- Goal of the exercise -
Copy every line of the entries that has the string "right" in it.

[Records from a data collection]
★ ★ ★ ★
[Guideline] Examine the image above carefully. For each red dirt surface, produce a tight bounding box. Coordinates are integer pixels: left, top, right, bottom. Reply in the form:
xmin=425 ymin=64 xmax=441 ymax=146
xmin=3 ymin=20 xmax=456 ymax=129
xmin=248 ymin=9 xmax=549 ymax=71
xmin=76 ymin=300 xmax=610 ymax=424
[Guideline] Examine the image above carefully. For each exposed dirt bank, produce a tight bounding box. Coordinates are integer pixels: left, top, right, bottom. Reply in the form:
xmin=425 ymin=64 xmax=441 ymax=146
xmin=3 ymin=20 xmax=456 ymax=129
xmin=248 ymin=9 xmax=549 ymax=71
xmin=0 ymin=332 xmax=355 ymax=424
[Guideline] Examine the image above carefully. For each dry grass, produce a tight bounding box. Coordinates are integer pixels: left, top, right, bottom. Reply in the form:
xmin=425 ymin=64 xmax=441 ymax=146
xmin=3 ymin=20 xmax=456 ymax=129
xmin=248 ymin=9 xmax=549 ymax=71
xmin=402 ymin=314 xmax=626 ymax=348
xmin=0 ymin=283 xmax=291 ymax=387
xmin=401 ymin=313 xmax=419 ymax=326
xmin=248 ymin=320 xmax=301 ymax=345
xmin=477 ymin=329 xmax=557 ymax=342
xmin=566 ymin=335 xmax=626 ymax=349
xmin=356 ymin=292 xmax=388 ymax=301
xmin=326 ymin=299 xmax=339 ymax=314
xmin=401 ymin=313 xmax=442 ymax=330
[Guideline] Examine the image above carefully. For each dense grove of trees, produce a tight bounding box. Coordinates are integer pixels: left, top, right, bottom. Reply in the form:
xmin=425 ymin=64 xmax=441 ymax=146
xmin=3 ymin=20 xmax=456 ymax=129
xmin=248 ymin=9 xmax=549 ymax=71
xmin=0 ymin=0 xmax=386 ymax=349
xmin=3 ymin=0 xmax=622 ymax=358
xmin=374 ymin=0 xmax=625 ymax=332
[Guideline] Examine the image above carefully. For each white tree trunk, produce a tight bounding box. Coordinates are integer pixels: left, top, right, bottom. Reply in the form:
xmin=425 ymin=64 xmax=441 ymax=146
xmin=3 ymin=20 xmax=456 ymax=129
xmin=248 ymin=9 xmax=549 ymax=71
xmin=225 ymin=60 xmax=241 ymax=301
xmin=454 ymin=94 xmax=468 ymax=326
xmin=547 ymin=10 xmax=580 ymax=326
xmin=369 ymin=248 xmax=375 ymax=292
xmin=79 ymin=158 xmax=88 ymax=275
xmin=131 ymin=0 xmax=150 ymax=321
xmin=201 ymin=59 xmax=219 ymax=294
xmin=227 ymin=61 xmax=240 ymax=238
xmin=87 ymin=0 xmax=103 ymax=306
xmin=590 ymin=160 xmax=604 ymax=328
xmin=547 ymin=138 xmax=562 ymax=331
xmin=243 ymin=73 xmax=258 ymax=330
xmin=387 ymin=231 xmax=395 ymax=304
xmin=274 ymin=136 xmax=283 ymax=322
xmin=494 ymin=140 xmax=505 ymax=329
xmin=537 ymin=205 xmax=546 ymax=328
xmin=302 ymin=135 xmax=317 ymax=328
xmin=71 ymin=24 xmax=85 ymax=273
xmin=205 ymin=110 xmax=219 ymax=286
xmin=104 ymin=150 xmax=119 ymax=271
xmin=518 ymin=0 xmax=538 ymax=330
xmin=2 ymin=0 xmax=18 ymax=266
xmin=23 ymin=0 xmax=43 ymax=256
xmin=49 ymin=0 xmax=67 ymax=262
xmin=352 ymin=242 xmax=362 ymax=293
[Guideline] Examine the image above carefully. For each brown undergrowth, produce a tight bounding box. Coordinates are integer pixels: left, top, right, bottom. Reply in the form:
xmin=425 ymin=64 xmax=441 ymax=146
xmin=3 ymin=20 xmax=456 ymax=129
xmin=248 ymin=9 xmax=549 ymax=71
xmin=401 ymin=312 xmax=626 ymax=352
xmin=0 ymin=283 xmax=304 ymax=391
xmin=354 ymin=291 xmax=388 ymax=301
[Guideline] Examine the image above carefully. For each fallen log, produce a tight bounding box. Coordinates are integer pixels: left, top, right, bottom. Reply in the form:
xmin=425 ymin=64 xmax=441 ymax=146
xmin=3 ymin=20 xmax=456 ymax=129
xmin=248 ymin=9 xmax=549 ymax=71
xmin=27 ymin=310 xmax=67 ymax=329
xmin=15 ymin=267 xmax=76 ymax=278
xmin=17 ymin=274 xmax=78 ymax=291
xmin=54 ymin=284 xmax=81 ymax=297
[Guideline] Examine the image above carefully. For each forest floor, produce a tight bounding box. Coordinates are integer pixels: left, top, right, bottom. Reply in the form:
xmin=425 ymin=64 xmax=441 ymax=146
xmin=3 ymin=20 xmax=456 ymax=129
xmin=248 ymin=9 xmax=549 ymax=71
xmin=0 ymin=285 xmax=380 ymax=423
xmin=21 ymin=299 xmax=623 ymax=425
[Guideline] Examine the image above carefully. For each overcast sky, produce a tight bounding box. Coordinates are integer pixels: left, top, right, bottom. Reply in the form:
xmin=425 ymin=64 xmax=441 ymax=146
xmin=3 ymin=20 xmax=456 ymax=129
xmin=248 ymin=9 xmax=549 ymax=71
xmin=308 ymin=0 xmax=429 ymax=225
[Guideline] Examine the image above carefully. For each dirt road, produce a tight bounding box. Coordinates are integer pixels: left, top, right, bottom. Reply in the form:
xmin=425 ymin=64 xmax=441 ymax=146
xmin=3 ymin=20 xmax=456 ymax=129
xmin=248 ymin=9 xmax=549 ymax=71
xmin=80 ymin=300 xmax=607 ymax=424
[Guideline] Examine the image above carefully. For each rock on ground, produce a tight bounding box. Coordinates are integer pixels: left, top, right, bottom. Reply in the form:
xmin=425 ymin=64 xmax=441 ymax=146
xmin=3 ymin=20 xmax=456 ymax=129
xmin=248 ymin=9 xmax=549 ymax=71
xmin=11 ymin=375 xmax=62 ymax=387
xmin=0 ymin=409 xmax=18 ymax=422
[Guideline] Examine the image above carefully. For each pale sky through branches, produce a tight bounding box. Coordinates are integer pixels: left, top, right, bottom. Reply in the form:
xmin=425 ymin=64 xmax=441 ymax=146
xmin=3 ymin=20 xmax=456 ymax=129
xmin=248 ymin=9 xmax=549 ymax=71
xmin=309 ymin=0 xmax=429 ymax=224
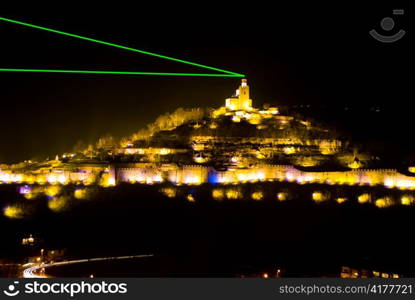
★ ★ ★ ★
- The completed task -
[Guideline] Examine the image above carefully. For each red dirt surface, produce a tight bounding box. Coordinates are integer pixels: left, top, right, bottom. Reply in the form:
[Guideline] Examine the image above carefully. For each exposed dirt bank, produce a tight bounding box. Coordinates are integer pixels: left, top, right, bottom. Reply in the form:
[Guideline] Examine the image above carefully. For each dry grass, produce a tight bounding box. Coordinates are integer pixels: left, top, right, bottom. Reply in the form:
[Guideline] Examine the image above carefully. For each dense grove of trees, produce a tight bounding box. Coordinates are integer pixels: left, top, right, bottom. Reply in the form:
[Guideline] Examine the image above carefully. For each white tree trunk, produce a tight bounding box. Coordinates are integer pixels: left, top, right, bottom. Reply in the form:
[Guideline] Examine the image above carefully. For each brown undergrowth, produce a tight bounding box. Coordinates are integer pixels: left, top, right, bottom. Reply in the form:
[Guideline] Examine the image above carefully. For each fallen log, produce a tight bounding box. Coordinates are integer pixels: left, top, right, bottom. Reply in the form:
[Guideline] Examine the image above carefully. For each forest floor, produce a tight bounding box. Coordinates are integer pixels: left, top, right, bottom. Reply in the form:
[Guideline] Examine the image above carefully. For each overcast sky, produce a tight bounding box. Coordinates are integer pixels: left, top, right, bottom. Reply in the form:
[Guideline] Examine the image above carefully. For each dirt road, produce a tight bounding box. Coordinates are integer pixels: left, top, right, bottom. Reply in the form:
[Guideline] Examine the image above carefully. For each rock on ground, produce a tight bounding box. Coordinates are integer pixels: left, top, right, bottom. Reply in the form:
[Guideline] Examine the image above carefully. For each pale sky through branches, produce a tight bounding box. Coordinates are integer pixels: left, top, right, bottom. Reply in the form:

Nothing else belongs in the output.